WHAT YOU NEED TO DO:
(a) In the forum post, what did the writer's father demand to be given after the pedestrian smacked the car?
(b) Quote the forum post between "I'm not sx-first, though, so" and "was in tears.", inclusive.

READING TEXT:
###
As for me, I'm definitely a 4-fixer, possibly even a core 4. I could be a core 6, in which case I've definitely got a 1-fix--there's too strong a connection there to deny. I furthermore cannot relate to descriptions of 8-fixed 6s as being in-your-face aggressive and generally counterphobic (which are not the aspects of 6 I identify with). I'm currently operating under the assumption I am a 7, which seems to fit in a lot of ways and which would make sense both in terms of having a 1-connection and an 8-ish stance toward morality and justice.

I'm not sx-first, though, so consider that.

Ah, and in terms of CP6s, my dad is one guaranteed (683). He is soc/sx as near as I can tell. Could be sx/soc. He gets angry a lot more visibly and more often than I do. It can be small things, like this one time when we were driving. He nearly struck a pedestrian, who smacked the car in defense. My father then got out of the car and demanded I give him the tire knocker (which was next to me)--he was like literally going to beat the kid's brain out. I refused to comply; he accused me of "siding with the enemy". He was a lot angrier at me than at the pedestrian at that point, and it was actually very scary. I was in tears.

Larger things can set him off, too, like he beat up this guard at a train station one time because the guard wasn't going to let me on the train. Also, workplace politics--good lord, that man lives in a constant state of stress, and he's too committed to take a vacation, too. I dunno how he copes. Also he tends to see whatever head of department as a bully to be dealt with strategically, with a carefully controlled use of force. He lives in a constant state of tribal warfare, I tell you.

In a lot of ways, he's pretty damn heroic, but he's also the reason I feel like I can't claim I'm an 8-fixed 6.
###
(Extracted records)
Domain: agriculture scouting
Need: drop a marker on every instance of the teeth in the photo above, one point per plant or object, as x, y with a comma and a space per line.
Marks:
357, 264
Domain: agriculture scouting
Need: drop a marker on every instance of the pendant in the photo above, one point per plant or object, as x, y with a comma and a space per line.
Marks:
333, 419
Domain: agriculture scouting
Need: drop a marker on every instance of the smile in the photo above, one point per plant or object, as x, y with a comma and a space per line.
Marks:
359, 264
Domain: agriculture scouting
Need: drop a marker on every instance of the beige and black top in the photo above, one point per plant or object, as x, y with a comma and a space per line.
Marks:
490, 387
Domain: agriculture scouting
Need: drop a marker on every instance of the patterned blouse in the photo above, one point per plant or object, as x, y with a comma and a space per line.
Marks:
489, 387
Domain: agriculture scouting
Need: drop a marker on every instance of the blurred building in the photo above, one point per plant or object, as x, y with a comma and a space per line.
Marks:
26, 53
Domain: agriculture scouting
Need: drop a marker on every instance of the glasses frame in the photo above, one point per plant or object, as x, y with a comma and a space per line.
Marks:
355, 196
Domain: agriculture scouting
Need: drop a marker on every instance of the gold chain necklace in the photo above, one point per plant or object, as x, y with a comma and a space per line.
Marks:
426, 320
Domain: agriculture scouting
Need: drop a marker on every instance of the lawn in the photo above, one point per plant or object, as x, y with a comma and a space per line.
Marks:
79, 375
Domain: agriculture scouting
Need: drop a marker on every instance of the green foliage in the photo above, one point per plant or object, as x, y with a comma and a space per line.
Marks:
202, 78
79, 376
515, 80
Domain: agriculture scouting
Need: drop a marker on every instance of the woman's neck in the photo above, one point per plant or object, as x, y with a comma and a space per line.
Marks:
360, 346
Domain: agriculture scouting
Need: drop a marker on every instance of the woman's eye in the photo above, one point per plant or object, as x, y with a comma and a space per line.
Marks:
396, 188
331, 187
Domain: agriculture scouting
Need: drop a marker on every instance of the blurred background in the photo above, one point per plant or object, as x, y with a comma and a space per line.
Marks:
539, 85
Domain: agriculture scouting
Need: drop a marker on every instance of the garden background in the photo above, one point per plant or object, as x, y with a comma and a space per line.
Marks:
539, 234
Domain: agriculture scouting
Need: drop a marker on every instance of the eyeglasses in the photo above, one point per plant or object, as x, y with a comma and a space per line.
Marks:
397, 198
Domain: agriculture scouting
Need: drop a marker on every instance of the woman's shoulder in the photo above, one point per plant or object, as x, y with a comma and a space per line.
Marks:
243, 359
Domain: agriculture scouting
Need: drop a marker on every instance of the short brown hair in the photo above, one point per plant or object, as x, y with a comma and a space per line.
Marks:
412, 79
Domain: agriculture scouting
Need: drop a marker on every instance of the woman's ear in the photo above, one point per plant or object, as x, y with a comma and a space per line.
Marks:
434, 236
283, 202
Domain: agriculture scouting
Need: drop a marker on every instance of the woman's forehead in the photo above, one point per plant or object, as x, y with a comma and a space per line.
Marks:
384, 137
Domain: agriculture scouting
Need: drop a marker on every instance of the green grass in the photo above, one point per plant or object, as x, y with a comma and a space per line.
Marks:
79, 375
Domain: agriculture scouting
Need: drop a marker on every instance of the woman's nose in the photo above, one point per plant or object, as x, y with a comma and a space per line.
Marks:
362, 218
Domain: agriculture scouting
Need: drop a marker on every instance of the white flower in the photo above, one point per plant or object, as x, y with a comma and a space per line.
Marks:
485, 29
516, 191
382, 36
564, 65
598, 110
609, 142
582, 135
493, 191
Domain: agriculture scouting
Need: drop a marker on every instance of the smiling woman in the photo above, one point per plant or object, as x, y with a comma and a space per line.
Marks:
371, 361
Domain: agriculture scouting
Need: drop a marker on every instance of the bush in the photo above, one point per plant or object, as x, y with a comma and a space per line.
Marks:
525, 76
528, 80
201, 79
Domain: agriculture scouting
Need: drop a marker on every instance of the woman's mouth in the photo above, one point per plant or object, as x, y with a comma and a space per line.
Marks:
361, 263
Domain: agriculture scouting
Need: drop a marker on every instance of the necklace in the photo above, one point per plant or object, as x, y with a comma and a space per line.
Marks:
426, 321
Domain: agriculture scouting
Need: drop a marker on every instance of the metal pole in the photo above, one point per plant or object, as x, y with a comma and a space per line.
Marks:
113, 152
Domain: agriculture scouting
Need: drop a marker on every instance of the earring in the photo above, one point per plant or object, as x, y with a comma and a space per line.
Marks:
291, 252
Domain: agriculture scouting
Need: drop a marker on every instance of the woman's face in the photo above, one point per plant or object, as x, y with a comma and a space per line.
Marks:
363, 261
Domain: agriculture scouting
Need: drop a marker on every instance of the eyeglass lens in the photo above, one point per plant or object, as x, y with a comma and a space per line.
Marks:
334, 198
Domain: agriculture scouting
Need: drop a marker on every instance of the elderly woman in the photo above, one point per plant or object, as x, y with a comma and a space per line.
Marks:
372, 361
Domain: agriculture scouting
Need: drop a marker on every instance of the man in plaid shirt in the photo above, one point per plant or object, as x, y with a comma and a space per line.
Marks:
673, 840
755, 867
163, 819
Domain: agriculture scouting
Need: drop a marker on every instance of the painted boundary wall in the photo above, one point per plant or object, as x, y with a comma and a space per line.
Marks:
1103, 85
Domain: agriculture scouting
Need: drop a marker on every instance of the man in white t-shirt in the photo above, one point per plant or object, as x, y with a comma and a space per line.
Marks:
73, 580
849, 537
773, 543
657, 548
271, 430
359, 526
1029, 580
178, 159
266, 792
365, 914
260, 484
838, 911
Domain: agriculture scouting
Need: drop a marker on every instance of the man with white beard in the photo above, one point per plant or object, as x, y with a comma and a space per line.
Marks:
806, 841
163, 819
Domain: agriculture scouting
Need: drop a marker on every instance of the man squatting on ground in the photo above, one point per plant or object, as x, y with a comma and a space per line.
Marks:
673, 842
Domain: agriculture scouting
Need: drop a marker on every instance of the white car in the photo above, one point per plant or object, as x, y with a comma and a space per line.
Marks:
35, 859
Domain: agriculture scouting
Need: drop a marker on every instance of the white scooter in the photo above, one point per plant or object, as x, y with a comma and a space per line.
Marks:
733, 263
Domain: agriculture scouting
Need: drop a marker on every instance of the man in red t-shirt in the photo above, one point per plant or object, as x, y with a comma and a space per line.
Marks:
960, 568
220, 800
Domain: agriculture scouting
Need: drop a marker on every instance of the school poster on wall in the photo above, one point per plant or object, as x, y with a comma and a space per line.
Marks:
###
WRITTEN RESPONSES:
(a) He demanded the tire knocker.

(b)
I'm not sx-first, though, so consider that.

Ah, and in terms of CP6s, my dad is one guaranteed (683). He is soc/sx as near as I can tell. Could be sx/soc. He gets angry a lot more visibly and more often than I do. It can be small things, like this one time when we were driving. He nearly struck a pedestrian, who smacked the car in defense. My father then got out of the car and demanded I give him the tire knocker (which was next to me)--he was like literally going to beat the kid's brain out. I refused to comply; he accused me of "siding with the enemy". He was a lot angrier at me than at the pedestrian at that point, and it was actually very scary. I was in tears.